Studio album of cover songs by Jared Louche and The Aliens
- Released: September 28, 1999
- Recorded: Spring 1999
- Studios: Waiting Room (London, UK)
- Genres: Alternative rock, industrial rock
- Length: 42:45
- Label: Invisible
- Producers: Martin Atkins; Dave Baker; J. F. Coleman; Chris Greene; Martin King; Jared Louche; Jason McNinch;

= Covergirl (Jared Louche and The Aliens album) =

Covergirl is a cover album and the debut studio album of Jared Louche and The Aliens, released on September 28, 1999 by Invisible Records. It contains cover versions of some of Louche's favorite musical acts and influences.

==Reception==

Tom Schulte of AllMusic credits the lounge and jazz influenced material, such as Chemlab's "Suicide Jag" and Frank Sinatra's "Summer Wind", as being the high point of the album. Alex Steininger of In Music We Trust called the album a "a powerful, seductive breath of life that will allow you to never look at the originals in the same light again." In writing for Ink 19, critic Matthew Moyer commended Jared Louche for expanding variety in his musical craft while remaining true to his aesthetic. Despite criticizing some song choices as being lackluster, Chris Best of Lollipop Magazine was mostly positive in his review and said "these selections are reinterpretations that are done well enough to not invoke the originals."

Professional ratings
Review scores
| Source | Rating |
| AllMusic | Star |

==Track listing==

| No. | Title | Writer(s) | Length |
|---|---|---|---|
| 1. | "In Every Dream Home a Heartache" (Roxy Music cover) | Bryan Ferry | 5:18 |
| 2. | "Sister Midnight" (Iggy Pop cover) | Carlos Alomar, David Bowie, Iggy Pop | 4:34 |
| 3. | "Sexy Boy" (Air cover) | Jean-Benoît Dunckel, Nicolas Godin | 4:57 |
| 4. | "Famous Blue Raincoat (suture)" (Leonard Cohen cover) | Leonard Cohen | 3:31 |
| 5. | "Suicide Jag" (Chemlab cover) | Mark Kermanj, Jared Louche, Dylan Thomas More | 5:12 |
| 6. | "Poptones" (Public Image Ltd. cover) | Keith Levene, John Lydon | 3:31 |
| 7. | "7 and 7 Is... (suture)" (Love cover) | Arthur Lee | 1:20 |
| 8. | "Search and Destroy" (Iggy and the Stooges cover) | Iggy Pop, James Williamson | 4:20 |
| 9. | "Summer Wind" (Frank Sinatra cover) | Hans Bradtke, Heinz Meier, Johnny Mercer | 4:36 |
| 10. | "Sexy Boy (Outro suture)" (Air cover) | Jean-Benoît Dunckel, Nicolas Godin | 5:27 |

==Personnel==
Adapted from the Covergirl liner notes.

*ENTRIES SHOWN:*
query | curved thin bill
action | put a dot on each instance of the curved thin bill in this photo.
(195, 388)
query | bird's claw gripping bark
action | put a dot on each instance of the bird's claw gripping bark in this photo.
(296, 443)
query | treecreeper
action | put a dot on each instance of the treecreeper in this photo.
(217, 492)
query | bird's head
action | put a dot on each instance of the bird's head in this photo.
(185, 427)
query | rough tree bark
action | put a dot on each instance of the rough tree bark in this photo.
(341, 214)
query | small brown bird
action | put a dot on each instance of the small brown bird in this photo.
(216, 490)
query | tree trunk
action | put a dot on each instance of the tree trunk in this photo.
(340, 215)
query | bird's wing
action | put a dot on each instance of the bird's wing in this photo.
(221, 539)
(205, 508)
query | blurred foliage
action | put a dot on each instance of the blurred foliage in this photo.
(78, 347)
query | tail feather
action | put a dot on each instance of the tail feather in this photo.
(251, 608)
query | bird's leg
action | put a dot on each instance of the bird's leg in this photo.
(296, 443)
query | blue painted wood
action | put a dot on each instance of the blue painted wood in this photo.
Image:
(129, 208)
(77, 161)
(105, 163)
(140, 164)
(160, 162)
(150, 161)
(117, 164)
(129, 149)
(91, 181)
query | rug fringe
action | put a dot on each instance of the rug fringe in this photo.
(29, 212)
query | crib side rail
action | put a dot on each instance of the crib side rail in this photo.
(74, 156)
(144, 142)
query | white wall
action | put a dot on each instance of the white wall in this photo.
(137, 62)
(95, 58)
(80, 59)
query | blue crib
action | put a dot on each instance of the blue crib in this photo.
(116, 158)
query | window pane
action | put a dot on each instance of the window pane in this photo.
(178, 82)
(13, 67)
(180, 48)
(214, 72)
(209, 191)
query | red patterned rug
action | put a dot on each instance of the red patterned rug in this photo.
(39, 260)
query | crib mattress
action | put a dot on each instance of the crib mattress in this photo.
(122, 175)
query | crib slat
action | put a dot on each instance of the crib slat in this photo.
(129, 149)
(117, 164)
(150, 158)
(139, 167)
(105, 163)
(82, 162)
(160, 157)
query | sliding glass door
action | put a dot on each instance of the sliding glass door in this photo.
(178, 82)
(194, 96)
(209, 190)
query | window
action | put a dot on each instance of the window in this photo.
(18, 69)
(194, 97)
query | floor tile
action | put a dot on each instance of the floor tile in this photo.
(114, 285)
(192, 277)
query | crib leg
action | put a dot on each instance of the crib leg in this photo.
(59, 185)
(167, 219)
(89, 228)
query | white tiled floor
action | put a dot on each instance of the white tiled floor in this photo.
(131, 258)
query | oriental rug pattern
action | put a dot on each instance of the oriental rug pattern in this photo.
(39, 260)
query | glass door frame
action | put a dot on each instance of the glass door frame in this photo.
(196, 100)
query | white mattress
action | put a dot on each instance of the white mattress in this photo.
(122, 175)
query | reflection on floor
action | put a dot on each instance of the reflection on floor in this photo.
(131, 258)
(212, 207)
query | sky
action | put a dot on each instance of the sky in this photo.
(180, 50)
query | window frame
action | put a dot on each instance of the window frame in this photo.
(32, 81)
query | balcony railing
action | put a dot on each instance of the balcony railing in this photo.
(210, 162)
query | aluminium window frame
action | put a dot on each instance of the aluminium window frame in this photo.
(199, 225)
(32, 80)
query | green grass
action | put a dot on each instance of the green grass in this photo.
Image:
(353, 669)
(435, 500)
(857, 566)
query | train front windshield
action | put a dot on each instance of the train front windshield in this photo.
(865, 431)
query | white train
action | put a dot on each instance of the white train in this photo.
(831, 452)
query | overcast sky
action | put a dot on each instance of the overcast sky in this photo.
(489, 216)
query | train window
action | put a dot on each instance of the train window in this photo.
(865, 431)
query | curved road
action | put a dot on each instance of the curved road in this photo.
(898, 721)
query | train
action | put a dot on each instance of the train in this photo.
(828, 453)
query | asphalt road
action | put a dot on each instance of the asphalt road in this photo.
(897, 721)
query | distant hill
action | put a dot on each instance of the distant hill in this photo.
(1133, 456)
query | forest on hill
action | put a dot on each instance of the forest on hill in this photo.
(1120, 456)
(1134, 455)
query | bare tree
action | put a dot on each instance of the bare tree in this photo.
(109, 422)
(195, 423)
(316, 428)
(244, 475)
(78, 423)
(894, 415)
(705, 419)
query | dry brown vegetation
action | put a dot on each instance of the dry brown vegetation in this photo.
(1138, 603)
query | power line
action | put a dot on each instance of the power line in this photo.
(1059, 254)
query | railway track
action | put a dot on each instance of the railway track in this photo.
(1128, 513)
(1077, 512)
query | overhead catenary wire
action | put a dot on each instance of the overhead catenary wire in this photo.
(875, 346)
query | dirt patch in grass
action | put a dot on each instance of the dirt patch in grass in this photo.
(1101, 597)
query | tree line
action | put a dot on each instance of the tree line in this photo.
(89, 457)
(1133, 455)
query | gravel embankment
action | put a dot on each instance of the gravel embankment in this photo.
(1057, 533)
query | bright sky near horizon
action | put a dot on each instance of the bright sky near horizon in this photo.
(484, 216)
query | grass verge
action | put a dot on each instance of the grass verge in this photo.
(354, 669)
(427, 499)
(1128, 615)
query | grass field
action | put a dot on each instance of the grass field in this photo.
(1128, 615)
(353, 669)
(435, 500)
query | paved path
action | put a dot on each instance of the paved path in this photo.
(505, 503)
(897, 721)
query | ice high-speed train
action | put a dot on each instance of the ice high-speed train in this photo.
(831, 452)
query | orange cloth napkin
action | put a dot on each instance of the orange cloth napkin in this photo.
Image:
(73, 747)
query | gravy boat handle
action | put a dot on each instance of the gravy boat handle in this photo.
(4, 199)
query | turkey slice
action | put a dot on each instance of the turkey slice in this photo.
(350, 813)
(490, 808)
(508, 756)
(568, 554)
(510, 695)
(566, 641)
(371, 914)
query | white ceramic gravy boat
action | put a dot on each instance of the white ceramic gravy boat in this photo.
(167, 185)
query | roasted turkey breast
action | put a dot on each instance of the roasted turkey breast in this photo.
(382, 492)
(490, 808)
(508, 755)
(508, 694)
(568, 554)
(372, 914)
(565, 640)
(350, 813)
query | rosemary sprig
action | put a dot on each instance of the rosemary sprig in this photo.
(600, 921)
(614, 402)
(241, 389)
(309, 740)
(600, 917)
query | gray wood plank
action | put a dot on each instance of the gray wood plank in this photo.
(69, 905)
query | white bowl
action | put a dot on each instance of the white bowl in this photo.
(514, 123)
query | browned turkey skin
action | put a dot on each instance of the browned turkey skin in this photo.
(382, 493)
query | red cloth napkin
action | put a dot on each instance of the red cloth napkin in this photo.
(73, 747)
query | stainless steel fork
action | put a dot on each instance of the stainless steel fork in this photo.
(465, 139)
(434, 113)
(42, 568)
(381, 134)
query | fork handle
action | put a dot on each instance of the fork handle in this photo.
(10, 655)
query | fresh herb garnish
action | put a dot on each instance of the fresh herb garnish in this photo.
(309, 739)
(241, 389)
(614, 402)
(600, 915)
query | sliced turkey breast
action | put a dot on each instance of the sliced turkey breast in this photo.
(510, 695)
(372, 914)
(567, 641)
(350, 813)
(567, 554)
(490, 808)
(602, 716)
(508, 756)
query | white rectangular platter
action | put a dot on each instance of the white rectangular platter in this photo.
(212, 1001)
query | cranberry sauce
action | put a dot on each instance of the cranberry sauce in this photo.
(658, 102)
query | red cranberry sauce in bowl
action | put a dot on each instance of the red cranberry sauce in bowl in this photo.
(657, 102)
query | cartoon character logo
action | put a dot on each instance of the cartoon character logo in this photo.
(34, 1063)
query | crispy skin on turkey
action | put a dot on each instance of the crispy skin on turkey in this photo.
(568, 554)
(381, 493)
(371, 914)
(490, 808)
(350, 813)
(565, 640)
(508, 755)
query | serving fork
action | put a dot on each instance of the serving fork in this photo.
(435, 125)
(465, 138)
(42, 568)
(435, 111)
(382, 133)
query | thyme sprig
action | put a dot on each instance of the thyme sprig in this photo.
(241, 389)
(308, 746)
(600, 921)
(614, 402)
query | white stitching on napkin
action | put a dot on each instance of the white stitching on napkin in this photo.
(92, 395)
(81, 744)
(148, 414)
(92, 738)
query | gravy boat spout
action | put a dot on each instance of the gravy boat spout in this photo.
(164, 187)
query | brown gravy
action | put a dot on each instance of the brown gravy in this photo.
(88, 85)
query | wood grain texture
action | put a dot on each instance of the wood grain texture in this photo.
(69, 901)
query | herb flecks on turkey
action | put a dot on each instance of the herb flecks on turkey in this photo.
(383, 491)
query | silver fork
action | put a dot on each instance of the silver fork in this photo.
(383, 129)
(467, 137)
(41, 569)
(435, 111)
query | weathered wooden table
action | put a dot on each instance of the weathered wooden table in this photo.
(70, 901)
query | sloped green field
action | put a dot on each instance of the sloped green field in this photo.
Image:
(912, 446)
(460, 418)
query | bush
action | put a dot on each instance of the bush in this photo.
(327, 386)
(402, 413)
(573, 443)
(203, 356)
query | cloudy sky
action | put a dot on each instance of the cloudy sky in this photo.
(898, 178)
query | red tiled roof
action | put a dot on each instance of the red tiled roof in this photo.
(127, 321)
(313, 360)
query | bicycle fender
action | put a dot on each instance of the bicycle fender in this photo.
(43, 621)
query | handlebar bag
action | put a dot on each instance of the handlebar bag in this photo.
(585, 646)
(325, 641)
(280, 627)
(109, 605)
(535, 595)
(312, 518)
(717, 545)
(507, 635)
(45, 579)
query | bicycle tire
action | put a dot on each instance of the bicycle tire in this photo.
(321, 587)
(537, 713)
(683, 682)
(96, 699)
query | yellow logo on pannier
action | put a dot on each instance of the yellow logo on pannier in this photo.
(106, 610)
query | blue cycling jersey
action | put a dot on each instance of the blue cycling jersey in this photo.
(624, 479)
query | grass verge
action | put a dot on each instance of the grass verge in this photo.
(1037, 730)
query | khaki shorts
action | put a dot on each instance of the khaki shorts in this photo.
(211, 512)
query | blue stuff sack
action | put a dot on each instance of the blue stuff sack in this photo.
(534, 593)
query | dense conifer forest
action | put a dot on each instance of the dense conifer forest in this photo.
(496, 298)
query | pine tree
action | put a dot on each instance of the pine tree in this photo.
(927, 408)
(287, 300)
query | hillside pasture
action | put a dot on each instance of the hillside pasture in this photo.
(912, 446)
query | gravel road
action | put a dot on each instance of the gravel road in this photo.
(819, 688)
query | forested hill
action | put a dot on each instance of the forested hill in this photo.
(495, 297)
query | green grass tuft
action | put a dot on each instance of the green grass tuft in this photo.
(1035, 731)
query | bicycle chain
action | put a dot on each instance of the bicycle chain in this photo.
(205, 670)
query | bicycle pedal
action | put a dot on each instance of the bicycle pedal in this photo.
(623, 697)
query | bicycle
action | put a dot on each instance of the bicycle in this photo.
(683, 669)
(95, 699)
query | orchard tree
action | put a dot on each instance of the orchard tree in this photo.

*TO-DO LIST:*
- 1) Please list the publications in the Covergirl text whose critics reviewed the album.
- 2) Write out the part of the Covergirl text starting with "Covergirl is a" and going on through "acts and influences.", word for word.

*RESULTS BY TASK:*
- 1) AllMusic, In Music We Trust, Ink 19, Lollipop Magazine

- 2)
Covergirl is a cover album and the debut studio album of Jared Louche and The Aliens, released on September 28, 1999 by Invisible Records. It contains cover versions of some of Louche's favorite musical acts and influences.